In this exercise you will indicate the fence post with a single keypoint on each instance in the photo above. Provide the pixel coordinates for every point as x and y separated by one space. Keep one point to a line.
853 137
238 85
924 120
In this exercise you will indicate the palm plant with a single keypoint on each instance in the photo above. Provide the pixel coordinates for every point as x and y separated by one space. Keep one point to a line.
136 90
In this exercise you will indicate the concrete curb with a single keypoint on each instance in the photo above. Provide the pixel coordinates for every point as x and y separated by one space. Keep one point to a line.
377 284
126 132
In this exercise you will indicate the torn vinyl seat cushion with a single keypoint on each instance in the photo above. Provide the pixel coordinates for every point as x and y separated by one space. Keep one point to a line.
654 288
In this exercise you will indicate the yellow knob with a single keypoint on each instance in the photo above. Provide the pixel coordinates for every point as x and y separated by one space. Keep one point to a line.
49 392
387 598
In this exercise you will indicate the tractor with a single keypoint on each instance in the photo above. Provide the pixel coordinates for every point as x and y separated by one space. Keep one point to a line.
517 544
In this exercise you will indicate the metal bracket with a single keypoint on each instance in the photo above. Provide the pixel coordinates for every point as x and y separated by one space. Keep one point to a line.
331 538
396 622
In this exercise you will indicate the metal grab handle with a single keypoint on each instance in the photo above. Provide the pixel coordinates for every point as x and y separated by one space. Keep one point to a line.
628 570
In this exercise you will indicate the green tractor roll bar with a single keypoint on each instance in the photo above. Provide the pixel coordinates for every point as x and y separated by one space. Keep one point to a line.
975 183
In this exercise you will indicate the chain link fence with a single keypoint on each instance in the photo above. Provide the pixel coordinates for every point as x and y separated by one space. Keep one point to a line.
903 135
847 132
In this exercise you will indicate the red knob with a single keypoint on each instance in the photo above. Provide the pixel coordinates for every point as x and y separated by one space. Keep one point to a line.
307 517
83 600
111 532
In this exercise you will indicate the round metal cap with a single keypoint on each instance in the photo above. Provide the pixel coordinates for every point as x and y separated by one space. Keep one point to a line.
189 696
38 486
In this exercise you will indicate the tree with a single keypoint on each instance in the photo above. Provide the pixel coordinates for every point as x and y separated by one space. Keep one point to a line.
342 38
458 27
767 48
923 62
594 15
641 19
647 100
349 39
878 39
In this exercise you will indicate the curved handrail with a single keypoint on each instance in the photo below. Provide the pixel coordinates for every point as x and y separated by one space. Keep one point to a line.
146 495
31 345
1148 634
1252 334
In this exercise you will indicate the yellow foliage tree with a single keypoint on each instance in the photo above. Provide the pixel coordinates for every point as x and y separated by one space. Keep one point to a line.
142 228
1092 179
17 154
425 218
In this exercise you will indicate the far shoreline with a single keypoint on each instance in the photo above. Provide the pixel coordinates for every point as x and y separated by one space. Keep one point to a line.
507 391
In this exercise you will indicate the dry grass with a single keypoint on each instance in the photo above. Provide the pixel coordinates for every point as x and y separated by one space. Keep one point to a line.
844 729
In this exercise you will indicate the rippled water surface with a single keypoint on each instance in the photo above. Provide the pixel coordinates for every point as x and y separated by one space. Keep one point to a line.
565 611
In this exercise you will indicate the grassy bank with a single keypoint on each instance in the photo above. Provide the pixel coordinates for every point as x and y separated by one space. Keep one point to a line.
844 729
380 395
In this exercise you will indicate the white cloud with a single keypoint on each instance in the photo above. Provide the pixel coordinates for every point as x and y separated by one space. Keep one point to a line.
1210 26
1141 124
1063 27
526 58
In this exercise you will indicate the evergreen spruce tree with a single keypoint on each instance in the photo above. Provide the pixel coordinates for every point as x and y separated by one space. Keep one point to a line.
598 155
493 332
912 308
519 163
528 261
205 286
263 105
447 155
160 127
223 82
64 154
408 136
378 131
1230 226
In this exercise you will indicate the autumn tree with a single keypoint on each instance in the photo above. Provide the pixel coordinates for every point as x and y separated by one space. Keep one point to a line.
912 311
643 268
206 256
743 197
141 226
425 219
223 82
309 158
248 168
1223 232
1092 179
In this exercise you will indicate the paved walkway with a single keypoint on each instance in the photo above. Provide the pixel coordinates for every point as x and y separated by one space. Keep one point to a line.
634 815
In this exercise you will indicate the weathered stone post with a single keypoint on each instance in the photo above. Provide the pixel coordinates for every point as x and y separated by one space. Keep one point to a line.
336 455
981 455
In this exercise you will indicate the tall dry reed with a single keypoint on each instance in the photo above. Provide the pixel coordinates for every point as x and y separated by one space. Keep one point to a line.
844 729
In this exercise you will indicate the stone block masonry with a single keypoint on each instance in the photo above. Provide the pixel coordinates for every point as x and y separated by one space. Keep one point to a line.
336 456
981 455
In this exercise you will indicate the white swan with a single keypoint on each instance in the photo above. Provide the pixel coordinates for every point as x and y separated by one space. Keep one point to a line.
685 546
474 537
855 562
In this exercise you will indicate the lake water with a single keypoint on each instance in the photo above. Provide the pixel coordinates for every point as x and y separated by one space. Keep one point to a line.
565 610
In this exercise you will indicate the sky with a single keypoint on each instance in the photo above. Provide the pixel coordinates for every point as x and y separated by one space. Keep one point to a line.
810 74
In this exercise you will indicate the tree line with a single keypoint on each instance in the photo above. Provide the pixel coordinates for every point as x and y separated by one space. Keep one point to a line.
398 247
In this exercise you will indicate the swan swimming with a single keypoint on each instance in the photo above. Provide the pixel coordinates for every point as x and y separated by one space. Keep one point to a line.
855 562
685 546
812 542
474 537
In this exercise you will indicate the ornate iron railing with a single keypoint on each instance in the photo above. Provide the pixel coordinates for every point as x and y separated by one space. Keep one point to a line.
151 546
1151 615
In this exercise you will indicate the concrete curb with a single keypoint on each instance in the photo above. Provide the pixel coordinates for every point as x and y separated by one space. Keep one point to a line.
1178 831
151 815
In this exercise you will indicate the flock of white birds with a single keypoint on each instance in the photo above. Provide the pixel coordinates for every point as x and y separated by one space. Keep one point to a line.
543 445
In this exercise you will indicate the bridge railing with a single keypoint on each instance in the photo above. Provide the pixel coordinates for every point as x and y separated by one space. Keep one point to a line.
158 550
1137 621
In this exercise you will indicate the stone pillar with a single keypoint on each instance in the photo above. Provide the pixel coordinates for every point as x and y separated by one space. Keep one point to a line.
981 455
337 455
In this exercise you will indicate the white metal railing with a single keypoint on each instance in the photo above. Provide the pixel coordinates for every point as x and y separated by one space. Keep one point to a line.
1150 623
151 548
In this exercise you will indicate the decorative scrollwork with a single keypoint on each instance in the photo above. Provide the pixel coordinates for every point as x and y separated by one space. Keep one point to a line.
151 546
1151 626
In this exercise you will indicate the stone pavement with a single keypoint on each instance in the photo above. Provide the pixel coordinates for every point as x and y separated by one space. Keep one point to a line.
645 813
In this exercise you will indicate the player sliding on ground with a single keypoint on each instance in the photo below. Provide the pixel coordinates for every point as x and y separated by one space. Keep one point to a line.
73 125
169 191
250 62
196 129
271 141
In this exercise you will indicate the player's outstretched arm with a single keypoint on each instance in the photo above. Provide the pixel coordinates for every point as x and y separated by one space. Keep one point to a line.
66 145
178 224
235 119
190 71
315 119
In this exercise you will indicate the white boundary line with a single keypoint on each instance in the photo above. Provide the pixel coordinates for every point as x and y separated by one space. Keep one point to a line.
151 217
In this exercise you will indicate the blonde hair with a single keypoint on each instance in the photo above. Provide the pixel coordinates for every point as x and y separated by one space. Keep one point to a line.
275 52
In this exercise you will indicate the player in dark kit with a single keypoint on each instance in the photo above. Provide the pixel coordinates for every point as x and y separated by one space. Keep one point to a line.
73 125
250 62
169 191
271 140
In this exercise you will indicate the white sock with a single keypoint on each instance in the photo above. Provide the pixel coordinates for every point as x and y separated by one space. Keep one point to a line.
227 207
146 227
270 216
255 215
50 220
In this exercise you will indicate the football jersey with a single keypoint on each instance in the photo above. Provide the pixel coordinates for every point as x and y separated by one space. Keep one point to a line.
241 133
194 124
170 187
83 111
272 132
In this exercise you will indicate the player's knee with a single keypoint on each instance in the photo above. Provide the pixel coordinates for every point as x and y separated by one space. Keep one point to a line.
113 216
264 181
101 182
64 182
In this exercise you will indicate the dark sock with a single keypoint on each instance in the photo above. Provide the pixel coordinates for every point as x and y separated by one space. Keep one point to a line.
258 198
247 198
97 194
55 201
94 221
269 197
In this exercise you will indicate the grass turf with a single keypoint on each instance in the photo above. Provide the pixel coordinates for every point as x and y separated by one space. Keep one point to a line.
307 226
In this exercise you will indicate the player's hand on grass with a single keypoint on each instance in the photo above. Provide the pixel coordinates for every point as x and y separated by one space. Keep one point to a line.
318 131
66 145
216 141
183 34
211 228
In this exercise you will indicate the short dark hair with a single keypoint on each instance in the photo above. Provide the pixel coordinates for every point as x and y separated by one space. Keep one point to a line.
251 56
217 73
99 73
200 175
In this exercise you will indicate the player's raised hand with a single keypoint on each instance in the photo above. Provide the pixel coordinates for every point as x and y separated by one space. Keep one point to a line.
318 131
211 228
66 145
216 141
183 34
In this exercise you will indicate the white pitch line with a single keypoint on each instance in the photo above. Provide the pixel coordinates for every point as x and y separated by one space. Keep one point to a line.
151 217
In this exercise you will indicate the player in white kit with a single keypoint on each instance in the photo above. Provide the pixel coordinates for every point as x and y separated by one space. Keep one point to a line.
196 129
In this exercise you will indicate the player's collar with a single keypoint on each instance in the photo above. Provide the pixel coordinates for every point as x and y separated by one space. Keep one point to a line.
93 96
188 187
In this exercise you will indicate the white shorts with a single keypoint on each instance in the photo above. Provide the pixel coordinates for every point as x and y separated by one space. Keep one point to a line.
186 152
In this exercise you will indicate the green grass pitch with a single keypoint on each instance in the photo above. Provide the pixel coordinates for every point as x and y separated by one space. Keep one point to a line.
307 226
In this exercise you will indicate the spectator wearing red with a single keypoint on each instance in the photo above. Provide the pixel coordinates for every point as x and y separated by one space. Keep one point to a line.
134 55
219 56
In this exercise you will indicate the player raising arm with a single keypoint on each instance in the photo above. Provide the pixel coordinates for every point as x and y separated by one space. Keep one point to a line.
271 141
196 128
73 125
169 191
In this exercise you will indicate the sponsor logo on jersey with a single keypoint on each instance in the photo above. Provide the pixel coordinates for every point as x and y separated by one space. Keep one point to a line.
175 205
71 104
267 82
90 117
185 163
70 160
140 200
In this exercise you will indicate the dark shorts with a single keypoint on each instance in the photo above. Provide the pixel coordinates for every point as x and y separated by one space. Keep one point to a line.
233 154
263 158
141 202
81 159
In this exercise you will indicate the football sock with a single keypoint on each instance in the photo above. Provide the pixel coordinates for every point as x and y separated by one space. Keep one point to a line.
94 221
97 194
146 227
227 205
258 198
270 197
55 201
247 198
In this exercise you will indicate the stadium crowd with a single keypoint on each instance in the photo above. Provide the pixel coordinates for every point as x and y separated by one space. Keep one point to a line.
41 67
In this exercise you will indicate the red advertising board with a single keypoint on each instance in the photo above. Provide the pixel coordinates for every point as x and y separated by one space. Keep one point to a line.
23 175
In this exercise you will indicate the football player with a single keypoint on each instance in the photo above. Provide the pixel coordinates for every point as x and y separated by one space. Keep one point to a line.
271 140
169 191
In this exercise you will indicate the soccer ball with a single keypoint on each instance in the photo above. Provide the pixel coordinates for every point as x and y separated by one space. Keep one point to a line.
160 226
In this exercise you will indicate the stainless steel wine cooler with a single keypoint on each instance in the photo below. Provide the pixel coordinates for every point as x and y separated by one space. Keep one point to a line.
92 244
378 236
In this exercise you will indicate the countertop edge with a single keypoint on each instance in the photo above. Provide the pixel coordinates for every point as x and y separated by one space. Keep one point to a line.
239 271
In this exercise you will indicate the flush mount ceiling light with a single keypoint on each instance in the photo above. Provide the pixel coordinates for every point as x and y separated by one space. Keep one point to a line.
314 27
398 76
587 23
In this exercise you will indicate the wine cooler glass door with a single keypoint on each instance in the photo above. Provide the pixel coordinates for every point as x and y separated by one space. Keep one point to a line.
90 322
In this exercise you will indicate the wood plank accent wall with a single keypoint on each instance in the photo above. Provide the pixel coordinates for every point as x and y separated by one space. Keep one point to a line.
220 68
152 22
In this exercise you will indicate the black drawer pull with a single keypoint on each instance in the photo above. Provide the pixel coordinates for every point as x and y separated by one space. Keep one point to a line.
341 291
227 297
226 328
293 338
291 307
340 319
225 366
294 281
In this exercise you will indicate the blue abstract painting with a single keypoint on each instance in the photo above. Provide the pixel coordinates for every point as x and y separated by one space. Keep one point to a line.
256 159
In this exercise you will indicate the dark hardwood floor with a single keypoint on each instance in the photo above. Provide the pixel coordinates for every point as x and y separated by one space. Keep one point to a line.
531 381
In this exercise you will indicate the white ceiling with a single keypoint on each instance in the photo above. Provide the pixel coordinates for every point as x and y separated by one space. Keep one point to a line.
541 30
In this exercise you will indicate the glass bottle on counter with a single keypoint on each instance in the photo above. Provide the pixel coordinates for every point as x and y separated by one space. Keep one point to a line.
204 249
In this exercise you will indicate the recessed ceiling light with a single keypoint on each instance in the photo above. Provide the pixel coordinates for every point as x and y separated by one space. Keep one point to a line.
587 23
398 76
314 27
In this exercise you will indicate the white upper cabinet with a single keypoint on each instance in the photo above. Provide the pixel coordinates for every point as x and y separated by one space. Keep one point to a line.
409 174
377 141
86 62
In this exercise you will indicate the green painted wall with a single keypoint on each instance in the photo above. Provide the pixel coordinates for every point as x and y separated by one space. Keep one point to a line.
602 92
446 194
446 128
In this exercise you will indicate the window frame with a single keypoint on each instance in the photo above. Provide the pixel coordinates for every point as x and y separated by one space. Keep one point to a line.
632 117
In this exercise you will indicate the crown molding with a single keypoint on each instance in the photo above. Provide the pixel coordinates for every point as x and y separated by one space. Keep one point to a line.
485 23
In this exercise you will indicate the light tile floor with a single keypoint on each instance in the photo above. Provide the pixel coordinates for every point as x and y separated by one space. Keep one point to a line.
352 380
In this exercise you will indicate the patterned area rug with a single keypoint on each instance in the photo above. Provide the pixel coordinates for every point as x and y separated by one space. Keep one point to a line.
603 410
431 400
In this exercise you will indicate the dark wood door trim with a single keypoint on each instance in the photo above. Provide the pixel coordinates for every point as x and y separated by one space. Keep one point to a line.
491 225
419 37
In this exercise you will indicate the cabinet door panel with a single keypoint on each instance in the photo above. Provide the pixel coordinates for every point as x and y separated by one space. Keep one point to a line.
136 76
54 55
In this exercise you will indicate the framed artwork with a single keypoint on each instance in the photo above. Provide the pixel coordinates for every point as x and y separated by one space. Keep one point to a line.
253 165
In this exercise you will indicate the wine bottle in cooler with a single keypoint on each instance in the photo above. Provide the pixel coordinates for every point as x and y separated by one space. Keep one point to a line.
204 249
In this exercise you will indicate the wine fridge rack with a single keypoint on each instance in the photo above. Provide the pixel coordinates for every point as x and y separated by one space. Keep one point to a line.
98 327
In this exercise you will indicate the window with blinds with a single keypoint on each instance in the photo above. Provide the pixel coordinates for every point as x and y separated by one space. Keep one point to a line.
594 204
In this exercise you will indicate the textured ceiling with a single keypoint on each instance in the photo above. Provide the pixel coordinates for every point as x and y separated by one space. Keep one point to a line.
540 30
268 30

-=-=-=-=-

Each line from the one with "In this exercise you will indicate the window with" through the last line of the records must be written out word for word. Include nothing else.

## Solution to this task
In this exercise you will indicate the window with blinds with a single keypoint on each instance in the photo above. Provide the pixel coordinates for every point as x and y separated by one space. Keep one point to a line.
594 204
In this exercise you will indicate the textured ceiling with a single keypoint on each instance in the photo above. Provide the pixel coordinates for every point as x and y separated by one space. Keep one point to a line.
540 30
268 30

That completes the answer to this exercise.